● Prompt: Where does the word "seated" occur in the data below? Copy each line that holds it.

::: Record excerpts :::

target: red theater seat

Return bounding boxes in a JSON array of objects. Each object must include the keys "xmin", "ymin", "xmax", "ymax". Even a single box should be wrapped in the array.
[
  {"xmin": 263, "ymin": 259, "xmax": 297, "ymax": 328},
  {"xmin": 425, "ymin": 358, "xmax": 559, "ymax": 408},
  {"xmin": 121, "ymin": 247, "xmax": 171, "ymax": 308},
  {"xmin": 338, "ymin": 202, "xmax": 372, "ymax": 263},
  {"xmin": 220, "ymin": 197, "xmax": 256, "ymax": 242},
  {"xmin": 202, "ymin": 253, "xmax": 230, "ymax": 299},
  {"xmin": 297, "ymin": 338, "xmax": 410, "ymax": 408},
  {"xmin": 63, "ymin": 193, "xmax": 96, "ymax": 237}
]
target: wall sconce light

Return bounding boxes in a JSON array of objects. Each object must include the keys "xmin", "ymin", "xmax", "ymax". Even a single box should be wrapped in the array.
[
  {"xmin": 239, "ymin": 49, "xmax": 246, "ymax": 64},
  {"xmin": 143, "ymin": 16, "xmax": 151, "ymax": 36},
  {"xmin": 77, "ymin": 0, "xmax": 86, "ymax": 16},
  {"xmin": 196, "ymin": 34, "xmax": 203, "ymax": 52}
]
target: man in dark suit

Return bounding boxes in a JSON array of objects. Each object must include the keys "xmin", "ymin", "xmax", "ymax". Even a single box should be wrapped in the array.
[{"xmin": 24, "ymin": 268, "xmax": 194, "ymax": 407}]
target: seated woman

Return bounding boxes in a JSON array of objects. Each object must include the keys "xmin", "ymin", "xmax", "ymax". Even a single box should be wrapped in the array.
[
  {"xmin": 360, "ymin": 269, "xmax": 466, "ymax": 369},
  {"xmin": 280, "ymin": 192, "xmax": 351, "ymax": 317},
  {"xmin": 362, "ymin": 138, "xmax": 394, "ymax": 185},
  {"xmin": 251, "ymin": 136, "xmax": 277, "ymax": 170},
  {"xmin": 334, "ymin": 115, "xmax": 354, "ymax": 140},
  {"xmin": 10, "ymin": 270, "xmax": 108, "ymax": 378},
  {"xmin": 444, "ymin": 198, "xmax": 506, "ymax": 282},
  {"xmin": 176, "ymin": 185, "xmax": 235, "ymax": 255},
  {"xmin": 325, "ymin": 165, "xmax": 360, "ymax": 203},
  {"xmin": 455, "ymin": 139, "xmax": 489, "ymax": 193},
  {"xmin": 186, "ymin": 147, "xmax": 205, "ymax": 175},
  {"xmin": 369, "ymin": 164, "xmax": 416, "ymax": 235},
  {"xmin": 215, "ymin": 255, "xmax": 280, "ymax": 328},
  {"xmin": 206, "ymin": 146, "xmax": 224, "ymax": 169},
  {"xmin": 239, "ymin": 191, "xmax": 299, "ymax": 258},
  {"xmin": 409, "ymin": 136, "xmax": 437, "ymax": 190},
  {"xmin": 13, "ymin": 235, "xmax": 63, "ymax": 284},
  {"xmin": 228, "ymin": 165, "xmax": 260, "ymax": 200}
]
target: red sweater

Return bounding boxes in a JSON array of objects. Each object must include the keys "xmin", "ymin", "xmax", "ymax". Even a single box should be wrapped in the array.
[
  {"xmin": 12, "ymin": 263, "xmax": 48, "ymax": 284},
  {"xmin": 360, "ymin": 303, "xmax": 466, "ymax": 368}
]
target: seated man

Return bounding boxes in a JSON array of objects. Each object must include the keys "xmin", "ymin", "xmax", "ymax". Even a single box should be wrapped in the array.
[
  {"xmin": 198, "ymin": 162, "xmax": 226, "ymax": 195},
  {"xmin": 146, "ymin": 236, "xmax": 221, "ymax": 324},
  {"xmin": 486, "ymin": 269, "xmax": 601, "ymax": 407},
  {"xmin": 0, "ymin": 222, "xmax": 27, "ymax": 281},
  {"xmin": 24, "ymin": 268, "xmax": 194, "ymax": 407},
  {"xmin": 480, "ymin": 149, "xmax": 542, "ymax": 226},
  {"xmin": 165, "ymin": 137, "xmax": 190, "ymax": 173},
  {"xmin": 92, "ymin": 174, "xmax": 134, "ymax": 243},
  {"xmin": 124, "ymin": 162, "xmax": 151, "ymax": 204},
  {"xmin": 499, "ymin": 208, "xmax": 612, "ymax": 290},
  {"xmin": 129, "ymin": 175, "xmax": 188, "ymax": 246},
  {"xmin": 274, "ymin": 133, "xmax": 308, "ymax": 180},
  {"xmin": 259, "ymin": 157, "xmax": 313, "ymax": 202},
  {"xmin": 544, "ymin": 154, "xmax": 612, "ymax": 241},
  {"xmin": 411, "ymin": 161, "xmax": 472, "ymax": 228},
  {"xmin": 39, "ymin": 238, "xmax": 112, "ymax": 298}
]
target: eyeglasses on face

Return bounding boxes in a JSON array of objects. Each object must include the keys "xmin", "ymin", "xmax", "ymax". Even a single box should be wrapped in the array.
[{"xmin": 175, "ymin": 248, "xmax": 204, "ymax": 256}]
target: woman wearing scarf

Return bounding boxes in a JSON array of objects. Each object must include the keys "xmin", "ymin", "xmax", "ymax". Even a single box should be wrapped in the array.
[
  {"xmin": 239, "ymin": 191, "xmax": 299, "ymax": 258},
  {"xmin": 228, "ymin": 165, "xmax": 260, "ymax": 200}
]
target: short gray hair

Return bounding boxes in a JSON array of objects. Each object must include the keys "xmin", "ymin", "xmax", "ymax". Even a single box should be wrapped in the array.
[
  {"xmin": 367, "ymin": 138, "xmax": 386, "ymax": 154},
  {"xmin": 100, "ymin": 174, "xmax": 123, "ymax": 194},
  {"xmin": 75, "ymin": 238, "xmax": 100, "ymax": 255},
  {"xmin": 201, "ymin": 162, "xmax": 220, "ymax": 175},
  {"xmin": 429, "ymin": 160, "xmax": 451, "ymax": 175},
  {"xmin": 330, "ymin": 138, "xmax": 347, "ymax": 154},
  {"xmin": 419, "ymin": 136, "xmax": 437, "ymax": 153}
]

:::

● Result of the exercise:
target: seated woman
target: seated man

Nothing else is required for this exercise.